======== Source excerpt ========

Massa is one for descriptions and detail, even topographic ones, including Czechoslovakian poet Jan Kollâr’s bronze monument, as well as inter-textual references which were taken from Dun Karm’s Lil Malta and Spes Ultima, together with a good number of adages, some in Latin. Also flashes from old Malta, traditions and pastimes now entirely forgotten.

Massa’s use of the Maltese language is as beautiful and correct as ever

The moment when the two young Maltese men find themselves in Prague is tension itself, replete with uncertainty and fear, as they end up in a communist country where the Catholic Church was the target of the regime. From here on, Massa unfolds a stirring friendship between one of the Maltese young men and a Czechoslovakian girl, Nina. Here the author resorts to fiction, retaining the socio-political background, in a dramatic way. And in comes Massa’s second favourite theme: “Faith in the face of adversity and great danger”.

======== Data block ========

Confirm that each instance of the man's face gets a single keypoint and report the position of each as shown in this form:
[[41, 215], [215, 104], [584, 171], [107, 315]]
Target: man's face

========

According to the excerpt about Massa's writing, what is Massa's second favorite theme?

Answer.
Faith in the face of adversity and great danger.